-- START GIVEN DATA --

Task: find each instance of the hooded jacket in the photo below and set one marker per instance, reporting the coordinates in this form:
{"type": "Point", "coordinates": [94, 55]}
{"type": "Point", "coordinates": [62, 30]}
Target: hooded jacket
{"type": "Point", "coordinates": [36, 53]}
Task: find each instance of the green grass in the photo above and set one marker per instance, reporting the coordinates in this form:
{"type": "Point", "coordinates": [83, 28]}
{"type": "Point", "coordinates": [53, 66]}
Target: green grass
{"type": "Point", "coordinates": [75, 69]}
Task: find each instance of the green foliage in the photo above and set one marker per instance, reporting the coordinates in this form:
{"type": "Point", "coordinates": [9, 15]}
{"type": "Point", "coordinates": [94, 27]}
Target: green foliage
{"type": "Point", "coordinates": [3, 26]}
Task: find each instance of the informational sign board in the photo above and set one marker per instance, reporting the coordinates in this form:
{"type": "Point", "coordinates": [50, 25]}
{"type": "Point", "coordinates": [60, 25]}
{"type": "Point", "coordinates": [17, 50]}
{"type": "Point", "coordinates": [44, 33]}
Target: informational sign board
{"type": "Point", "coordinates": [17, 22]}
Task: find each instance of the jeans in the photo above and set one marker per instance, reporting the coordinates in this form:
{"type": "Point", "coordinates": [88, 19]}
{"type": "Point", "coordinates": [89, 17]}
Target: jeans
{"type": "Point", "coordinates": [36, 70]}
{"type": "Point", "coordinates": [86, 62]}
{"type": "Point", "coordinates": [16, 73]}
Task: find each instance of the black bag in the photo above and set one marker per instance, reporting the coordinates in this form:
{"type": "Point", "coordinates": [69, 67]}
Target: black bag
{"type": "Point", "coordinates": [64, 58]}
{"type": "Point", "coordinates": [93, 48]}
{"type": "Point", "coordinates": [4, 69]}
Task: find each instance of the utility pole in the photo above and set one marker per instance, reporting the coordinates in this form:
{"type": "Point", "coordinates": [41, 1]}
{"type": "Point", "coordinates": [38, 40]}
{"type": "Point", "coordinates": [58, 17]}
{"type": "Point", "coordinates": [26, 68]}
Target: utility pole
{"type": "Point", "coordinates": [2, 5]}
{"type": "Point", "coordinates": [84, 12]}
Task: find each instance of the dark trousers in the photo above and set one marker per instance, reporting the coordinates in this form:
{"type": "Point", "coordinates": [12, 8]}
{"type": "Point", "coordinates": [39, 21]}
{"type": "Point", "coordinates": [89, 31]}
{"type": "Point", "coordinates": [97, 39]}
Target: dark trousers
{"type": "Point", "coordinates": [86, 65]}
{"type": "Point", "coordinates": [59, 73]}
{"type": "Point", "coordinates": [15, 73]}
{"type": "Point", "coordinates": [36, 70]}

-- END GIVEN DATA --

TO DO -> Render every entry as one row of a two-column CSV headed entry_text and answer. Wrap each value in double quotes and replace its line breaks with spaces.

FINAL RESULT ->
entry_text,answer
"Task: find each instance of the hooded jacket in the photo below and set one marker per instance, reporting the coordinates in this form: {""type"": ""Point"", ""coordinates"": [94, 55]} {""type"": ""Point"", ""coordinates"": [62, 30]} Target: hooded jacket","{""type"": ""Point"", ""coordinates"": [36, 53]}"
"Task: find each instance of the green grass in the photo above and set one marker per instance, reporting the coordinates in this form: {""type"": ""Point"", ""coordinates"": [83, 28]} {""type"": ""Point"", ""coordinates"": [53, 66]} Target: green grass","{""type"": ""Point"", ""coordinates"": [75, 69]}"
"Task: find each instance of the green foliage in the photo above and set one marker per instance, reporting the coordinates in this form: {""type"": ""Point"", ""coordinates"": [9, 15]} {""type"": ""Point"", ""coordinates"": [94, 27]} Target: green foliage","{""type"": ""Point"", ""coordinates"": [3, 26]}"
"Task: find each instance of the informational sign board in the photo above and set one marker per instance, reporting the coordinates in this form: {""type"": ""Point"", ""coordinates"": [50, 25]} {""type"": ""Point"", ""coordinates"": [60, 25]} {""type"": ""Point"", ""coordinates"": [17, 50]} {""type"": ""Point"", ""coordinates"": [44, 33]} Target: informational sign board","{""type"": ""Point"", ""coordinates"": [17, 22]}"
"Task: find each instance of the jeans in the photo above and set one marker per instance, reporting the coordinates in this form: {""type"": ""Point"", ""coordinates"": [88, 19]} {""type"": ""Point"", ""coordinates"": [89, 17]} Target: jeans","{""type"": ""Point"", ""coordinates"": [36, 70]} {""type"": ""Point"", ""coordinates"": [86, 62]} {""type"": ""Point"", ""coordinates"": [16, 73]}"
"Task: find each instance of the black bag in the photo above and set one marker per instance, reporting the coordinates in this form: {""type"": ""Point"", ""coordinates"": [69, 67]} Target: black bag","{""type"": ""Point"", ""coordinates"": [64, 58]} {""type"": ""Point"", ""coordinates"": [93, 48]} {""type"": ""Point"", ""coordinates"": [4, 69]}"
"Task: find each instance of the utility pole in the photo above and set one marker per instance, reporting the coordinates in this form: {""type"": ""Point"", ""coordinates"": [41, 1]} {""type"": ""Point"", ""coordinates"": [38, 40]} {""type"": ""Point"", ""coordinates"": [58, 17]} {""type"": ""Point"", ""coordinates"": [26, 68]} Target: utility pole","{""type"": ""Point"", ""coordinates"": [2, 5]} {""type"": ""Point"", ""coordinates"": [84, 12]}"
"Task: find each instance of the dark trousers in the photo above and set one marker per instance, reporting the coordinates in this form: {""type"": ""Point"", ""coordinates"": [12, 8]} {""type"": ""Point"", ""coordinates"": [39, 21]} {""type"": ""Point"", ""coordinates"": [89, 31]} {""type"": ""Point"", ""coordinates"": [97, 39]} Target: dark trousers","{""type"": ""Point"", ""coordinates"": [86, 65]} {""type"": ""Point"", ""coordinates"": [59, 73]} {""type"": ""Point"", ""coordinates"": [15, 73]} {""type"": ""Point"", ""coordinates"": [36, 70]}"